[SOURCE start]

Bryman (2008) suggests coding as one possible tool in the analytic process of qualitative research. He recommends certain steps, which are important in the coding process. The first step is to transcribe the recording and get an overview of the collected data by reading the transcription, the observations notes and other documents. Next, coding the data by reading it again and make notes about the important and most common topics. The final step is to concentrate and combine the codes into another level of codes so that there are a reasonable number. In this study the codes are related to the aim, research questions, previous research and theoretical framework. However, due to the time limit of this study, a faster version of coding is necessary. Bryman (2008) advises to listen to the recording closely to spot the information that is relevant to the study. When spotted, only the relevant information needs to be transcribed, as a lot of the recorded data will be useless. In this manner the transcription will be less time-consuming.

Reliability, Validity and Generalization

High reliability is reached if the same result can be achieved in a similar study conducted by other researchers or at another time. The reliability is for example depending on the researchers; how the interviews, transcription and analysis are conducted. How the questions are asked can play a big role of what kind of answers you get and if you will get the same answers when asking again. If the questions are leading the risk of biased answers increase. In this study this has been taken into consideration, why open questions were used during the interviews. In qualitative research the reliability can be measured by external and internal reliability (Bryman, 2008). A high external reliability makes it possible for the researcher in a


replication to compare the result with the original study. To increase the external reliability this study’s interview guide and observation schedule was organized to be clear in order for others to understand them. As the interview guide was semi-structured supplementary questions were asked, which can compromise the possibility to do the same interviews again and thereby the reliability decreases. Internal reliability can be increased if more than one researcher sees the same phenomenon in the same way (Bryman, 2008). The interviews in this study were recorded and listened to several times by both of us in order to make sure that no misunderstandings were to be done. Both also participated during the interviews and throughout the whole data processing in order to avoid subjective judgments and to increase this study’s reliability.

[SOURCE end]

* _PROMPT_:
Resume the passage on qualitative research methods from the point where it stops. The data is separate material and is not part of the passage on qualitative research methods.

[GIVEN DATA start]

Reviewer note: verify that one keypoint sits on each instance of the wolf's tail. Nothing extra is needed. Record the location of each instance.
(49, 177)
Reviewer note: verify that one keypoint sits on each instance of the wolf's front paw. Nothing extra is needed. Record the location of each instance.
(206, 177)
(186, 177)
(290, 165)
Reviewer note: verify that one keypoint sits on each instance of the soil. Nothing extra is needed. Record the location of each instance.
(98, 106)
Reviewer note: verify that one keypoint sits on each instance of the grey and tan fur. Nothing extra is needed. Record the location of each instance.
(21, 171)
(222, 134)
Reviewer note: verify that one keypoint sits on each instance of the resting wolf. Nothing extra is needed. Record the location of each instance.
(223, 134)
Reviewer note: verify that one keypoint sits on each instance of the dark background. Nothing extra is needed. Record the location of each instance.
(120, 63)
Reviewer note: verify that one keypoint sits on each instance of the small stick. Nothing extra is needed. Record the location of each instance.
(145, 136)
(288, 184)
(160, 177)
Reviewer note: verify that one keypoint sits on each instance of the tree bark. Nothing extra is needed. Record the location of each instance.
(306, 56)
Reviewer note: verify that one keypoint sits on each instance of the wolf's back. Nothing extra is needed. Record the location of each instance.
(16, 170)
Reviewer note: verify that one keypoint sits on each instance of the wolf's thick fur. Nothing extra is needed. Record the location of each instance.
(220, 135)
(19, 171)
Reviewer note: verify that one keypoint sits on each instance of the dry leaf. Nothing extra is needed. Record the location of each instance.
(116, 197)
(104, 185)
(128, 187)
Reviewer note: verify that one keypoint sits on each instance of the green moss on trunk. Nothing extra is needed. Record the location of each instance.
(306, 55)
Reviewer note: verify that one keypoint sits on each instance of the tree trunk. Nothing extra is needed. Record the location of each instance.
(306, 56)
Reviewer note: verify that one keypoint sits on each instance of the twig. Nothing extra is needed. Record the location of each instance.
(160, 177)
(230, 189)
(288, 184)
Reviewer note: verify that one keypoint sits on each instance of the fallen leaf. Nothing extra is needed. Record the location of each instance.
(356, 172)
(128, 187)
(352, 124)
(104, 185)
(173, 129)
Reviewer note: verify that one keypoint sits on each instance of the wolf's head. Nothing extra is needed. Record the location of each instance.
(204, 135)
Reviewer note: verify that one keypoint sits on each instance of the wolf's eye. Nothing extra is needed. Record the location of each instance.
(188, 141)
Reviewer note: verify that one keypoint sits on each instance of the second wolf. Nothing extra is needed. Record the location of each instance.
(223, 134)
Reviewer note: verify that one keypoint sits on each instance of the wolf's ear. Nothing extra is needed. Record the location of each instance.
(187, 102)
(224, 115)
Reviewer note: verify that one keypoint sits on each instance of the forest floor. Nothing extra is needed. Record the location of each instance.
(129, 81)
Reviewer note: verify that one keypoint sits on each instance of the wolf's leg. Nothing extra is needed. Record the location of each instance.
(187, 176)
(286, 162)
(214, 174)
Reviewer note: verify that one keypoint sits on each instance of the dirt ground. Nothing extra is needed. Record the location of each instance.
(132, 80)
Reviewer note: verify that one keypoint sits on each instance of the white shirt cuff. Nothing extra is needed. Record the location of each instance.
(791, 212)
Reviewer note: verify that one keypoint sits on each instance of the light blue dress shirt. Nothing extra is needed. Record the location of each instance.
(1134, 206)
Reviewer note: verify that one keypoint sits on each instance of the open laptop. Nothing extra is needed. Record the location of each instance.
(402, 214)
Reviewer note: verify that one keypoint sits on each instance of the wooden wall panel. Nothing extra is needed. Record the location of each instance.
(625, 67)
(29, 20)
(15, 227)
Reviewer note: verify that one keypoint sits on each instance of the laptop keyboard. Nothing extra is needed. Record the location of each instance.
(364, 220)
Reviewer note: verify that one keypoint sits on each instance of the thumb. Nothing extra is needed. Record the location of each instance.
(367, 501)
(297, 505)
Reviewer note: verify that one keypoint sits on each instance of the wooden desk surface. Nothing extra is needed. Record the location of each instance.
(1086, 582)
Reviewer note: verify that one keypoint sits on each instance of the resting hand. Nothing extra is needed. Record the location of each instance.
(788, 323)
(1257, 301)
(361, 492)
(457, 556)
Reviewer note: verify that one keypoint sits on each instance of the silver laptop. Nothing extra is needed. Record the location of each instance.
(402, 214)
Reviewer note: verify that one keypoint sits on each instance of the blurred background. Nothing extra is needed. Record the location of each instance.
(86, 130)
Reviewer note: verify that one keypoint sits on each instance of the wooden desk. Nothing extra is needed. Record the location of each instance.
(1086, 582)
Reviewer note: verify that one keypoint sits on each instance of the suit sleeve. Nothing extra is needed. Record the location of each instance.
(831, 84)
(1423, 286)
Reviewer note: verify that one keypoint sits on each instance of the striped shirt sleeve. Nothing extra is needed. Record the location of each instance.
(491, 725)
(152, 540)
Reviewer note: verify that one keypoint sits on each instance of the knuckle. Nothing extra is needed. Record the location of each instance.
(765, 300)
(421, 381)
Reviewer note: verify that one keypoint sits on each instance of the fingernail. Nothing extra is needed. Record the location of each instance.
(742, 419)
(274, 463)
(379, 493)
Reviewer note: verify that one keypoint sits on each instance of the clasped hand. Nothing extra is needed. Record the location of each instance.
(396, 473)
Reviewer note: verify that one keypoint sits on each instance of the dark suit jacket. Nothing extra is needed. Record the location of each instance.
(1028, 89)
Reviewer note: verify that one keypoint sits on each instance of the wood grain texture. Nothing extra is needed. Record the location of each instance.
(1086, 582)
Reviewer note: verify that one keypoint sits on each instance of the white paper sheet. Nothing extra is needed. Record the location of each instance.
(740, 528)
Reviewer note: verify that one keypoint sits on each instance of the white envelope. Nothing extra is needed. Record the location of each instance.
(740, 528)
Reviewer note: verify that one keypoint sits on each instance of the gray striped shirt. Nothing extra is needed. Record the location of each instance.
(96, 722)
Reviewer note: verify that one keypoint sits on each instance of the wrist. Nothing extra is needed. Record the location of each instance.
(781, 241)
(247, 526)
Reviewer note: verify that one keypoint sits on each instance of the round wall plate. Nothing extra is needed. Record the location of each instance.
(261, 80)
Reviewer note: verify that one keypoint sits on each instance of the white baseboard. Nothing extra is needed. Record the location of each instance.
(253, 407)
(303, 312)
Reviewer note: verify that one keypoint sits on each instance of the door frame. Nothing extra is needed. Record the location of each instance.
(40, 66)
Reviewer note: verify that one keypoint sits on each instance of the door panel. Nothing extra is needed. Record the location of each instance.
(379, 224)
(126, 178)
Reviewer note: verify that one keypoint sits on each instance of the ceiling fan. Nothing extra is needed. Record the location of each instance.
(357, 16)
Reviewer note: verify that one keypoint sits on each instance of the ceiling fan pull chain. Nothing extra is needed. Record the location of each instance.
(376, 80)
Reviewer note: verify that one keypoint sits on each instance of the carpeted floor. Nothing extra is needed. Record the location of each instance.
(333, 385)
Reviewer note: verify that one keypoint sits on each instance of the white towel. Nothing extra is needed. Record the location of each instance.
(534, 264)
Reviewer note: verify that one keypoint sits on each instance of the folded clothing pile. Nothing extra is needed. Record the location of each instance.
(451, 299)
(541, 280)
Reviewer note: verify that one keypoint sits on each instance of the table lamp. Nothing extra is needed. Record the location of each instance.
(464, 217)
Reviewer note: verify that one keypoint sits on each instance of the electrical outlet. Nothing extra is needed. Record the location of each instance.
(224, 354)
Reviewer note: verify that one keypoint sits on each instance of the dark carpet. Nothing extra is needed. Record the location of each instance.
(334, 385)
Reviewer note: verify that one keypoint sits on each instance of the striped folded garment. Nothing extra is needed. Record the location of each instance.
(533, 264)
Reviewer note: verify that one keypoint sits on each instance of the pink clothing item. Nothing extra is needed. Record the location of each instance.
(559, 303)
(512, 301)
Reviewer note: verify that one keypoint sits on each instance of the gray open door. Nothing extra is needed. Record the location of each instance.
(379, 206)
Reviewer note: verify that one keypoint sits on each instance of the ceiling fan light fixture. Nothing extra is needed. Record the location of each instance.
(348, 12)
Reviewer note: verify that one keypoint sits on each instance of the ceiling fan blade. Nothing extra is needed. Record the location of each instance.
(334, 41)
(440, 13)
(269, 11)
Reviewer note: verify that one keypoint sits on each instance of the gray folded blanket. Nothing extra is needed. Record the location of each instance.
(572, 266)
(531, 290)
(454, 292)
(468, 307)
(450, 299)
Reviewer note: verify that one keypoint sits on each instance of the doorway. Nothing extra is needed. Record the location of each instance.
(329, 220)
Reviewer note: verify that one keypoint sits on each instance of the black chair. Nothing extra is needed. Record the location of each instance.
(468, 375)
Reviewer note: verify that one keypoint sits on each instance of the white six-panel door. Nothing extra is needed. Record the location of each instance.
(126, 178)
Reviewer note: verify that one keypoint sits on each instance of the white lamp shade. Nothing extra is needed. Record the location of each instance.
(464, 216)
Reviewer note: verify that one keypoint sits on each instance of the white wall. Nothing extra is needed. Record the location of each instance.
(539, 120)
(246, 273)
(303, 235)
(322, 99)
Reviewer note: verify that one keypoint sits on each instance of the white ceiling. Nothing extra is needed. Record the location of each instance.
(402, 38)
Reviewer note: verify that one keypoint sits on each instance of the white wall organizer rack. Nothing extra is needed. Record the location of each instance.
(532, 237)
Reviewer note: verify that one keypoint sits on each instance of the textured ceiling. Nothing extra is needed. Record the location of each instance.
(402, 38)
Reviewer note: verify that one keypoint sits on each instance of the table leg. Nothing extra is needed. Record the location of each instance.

[GIVEN DATA end]

* _ANSWER FOR THIS EXERCISE_:
High validity ensures that the study addresses what it intends to (Bryman, 2009). Kvale and Brinkmann (2009) state the importance of high validity throughout the whole process of a research, and not only the final product. One of the steps to accomplish this is when the interview guide and observations schedule are constructed, where it is essential that the questions can be traced back to the theoretical framework and the research questions. To increase the validity in this study, the interview guide was carefully prepared with questions that made it possible to answer the research questions. A pilot interview was conducted to further strengthen the validity. Another issue to discuss when it comes to validity is the researcher’s objectivity. The knowledge that comes from the study needs to be examined and controlled, and prejudice thinking should be raised to awareness (Kvale & Brinkmann, 2009). As mentioned before, the interviews were recorded, listened to and noted by the two of us. With this it is harder to have own interpretations and easier to make biases visible with an increased validity as a result.

Generalization often means that it is possible to transfer the result of a study to a whole population (Bryman, 2008). This type of generalization can not be made from studies with a qualitative approach since the respondents not are selected through a probability procedure. However, Danermark, Ekström, Jakobsen and Karlsson (2003) state that all science should aim to generalize the result since there are different ways. The purpose with a qualitative study is not to generalize to a population, but to gain an understanding and knowledge about a specific context in relation to theoretical concepts (Bryman, 2008). This is consistent with the present study as the aim is not to generalize the result to larger population but to get a deeper understanding for the specific programme’s challenges in their work with street children, and how these challenges are addressed in their daily work.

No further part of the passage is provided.